Given problem ->
Locate each line in the entries below that contains the string "long", with capitalization counting, and copy those lines out.

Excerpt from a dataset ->

== == ==

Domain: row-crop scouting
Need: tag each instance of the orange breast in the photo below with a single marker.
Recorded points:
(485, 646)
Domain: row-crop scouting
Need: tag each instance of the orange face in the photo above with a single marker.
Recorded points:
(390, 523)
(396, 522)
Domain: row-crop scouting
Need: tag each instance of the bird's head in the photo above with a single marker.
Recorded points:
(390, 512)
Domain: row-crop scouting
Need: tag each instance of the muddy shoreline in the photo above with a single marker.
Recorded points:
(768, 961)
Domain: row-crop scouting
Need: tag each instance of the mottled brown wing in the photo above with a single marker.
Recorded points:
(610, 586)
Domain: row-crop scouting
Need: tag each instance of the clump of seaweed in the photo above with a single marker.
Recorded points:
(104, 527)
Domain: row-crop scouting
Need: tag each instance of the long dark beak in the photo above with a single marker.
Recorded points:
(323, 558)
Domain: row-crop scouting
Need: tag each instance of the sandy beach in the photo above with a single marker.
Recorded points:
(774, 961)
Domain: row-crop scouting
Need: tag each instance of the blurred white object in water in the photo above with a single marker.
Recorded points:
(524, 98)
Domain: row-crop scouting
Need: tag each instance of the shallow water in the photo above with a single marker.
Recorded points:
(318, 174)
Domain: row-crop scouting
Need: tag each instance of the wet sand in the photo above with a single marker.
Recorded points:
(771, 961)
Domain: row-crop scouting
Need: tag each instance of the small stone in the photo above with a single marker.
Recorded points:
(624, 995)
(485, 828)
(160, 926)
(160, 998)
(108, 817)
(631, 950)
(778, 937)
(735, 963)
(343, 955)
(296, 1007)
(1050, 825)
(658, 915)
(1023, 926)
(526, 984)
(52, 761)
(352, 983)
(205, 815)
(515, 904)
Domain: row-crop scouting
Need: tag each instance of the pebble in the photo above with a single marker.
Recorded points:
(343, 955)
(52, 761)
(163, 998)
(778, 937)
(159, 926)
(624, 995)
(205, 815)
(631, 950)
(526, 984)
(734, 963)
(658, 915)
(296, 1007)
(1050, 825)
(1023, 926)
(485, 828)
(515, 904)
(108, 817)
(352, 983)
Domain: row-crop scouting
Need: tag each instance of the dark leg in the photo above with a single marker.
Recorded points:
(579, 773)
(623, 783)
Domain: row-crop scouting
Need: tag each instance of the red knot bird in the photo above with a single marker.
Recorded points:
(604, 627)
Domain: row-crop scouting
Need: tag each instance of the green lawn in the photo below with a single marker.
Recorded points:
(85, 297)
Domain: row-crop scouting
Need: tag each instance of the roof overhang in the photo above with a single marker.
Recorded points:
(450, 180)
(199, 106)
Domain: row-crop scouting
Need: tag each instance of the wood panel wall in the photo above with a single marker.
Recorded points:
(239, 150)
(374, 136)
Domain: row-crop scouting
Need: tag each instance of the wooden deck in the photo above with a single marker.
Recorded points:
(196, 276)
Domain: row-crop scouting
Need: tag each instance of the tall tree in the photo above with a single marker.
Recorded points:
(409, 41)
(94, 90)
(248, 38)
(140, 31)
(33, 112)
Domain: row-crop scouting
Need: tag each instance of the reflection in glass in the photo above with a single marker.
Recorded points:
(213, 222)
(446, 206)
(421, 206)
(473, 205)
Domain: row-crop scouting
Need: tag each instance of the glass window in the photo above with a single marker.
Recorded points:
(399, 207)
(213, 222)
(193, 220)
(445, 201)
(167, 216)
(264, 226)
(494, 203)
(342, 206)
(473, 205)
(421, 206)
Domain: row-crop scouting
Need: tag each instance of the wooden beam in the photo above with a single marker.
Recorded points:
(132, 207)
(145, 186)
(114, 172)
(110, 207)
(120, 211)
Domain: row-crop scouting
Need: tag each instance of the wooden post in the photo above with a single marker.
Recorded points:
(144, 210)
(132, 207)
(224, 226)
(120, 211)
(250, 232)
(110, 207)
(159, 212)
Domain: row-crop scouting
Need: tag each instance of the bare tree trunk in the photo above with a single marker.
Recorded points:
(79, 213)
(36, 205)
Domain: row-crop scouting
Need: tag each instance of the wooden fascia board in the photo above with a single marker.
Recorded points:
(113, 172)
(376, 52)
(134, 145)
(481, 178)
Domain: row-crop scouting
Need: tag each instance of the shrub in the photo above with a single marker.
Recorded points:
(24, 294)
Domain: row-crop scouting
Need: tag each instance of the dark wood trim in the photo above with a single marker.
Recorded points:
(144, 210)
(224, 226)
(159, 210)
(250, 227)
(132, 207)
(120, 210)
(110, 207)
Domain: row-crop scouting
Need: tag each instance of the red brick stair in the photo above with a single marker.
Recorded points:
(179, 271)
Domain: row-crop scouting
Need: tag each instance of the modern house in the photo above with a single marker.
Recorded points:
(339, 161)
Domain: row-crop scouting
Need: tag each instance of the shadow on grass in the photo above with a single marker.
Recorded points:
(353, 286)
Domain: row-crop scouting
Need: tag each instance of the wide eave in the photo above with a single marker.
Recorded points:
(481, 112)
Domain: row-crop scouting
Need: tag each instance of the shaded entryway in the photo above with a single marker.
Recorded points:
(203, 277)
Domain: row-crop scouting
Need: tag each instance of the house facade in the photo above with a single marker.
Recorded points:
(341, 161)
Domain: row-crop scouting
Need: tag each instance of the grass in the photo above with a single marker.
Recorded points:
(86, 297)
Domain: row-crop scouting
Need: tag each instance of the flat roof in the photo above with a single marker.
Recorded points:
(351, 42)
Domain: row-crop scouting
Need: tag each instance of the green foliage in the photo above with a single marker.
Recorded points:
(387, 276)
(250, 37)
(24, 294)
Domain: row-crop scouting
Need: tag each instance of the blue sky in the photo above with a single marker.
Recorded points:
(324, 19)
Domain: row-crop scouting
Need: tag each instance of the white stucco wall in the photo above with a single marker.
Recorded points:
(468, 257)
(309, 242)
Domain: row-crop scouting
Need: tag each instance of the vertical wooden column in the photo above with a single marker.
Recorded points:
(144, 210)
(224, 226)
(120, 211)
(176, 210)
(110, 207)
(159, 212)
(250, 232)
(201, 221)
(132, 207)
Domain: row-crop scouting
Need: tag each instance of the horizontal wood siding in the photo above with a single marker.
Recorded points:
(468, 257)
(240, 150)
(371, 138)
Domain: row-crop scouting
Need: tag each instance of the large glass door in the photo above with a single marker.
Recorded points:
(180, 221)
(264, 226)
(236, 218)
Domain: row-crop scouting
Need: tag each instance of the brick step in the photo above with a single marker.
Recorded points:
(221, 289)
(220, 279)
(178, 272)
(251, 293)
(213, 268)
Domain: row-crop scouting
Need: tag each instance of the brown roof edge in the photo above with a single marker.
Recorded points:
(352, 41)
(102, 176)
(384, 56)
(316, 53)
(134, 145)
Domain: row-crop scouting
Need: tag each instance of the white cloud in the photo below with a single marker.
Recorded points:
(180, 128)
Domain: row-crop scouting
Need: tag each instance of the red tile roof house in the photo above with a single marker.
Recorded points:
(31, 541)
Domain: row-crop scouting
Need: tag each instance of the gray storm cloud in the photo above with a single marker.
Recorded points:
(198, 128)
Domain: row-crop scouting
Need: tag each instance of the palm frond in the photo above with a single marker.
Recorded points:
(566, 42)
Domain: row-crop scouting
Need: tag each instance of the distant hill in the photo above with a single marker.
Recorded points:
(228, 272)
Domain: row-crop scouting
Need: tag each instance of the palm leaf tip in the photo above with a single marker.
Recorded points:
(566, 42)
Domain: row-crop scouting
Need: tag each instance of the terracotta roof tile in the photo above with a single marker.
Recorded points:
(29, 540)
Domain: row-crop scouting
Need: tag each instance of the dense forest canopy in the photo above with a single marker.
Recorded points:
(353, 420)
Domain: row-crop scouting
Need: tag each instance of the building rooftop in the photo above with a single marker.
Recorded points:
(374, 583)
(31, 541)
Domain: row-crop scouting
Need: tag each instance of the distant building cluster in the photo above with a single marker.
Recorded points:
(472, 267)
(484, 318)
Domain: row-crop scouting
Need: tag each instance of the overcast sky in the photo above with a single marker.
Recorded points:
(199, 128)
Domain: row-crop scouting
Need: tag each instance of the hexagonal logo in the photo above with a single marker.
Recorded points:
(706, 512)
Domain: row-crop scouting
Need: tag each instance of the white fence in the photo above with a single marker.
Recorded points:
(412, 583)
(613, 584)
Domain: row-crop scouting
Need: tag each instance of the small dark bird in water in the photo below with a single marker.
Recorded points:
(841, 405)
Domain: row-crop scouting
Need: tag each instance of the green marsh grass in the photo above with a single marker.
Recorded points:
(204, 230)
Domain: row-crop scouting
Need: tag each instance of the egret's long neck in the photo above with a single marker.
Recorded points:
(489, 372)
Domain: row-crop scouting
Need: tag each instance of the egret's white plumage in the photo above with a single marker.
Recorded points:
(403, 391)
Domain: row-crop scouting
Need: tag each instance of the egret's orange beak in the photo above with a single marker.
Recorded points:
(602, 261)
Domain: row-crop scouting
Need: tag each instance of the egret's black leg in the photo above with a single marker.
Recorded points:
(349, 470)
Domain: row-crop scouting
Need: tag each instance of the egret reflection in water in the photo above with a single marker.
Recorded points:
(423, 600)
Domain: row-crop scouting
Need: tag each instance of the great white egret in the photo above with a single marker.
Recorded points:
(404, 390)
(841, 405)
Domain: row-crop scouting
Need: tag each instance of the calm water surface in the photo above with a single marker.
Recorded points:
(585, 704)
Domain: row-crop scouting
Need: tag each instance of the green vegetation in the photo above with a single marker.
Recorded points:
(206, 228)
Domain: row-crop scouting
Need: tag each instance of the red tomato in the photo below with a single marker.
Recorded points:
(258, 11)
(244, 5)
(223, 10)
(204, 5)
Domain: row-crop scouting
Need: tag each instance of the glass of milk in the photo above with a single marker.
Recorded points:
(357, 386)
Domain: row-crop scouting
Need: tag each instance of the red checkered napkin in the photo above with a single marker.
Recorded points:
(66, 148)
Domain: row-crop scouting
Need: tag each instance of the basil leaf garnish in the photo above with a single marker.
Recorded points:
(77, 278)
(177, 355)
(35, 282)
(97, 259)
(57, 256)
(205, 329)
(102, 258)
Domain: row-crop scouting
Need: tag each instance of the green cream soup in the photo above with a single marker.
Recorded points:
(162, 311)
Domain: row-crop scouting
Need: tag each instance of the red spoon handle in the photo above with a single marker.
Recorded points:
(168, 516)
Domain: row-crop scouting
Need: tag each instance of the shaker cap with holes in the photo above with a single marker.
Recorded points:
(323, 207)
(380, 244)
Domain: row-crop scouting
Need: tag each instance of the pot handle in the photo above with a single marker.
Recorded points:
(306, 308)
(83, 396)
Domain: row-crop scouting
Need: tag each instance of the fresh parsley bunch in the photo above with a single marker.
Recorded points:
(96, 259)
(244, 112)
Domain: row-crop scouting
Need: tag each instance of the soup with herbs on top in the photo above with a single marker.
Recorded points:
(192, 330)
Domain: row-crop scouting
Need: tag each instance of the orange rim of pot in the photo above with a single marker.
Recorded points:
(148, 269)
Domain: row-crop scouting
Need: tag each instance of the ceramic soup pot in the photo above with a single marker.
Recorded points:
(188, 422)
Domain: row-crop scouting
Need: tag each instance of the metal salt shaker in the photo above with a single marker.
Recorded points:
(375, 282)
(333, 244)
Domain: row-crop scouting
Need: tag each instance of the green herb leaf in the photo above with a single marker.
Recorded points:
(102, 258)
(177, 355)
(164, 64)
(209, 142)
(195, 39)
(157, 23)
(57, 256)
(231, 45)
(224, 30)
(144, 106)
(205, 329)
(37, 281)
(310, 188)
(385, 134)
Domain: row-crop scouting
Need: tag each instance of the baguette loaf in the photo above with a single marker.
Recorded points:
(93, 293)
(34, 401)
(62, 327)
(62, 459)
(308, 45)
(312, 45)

== == ==

Expected output ->
Need: tag each instance of the long dark beak in the photo above with a single marker.
Need: tag each instance of the egret's long neck in the photo above with a single marker.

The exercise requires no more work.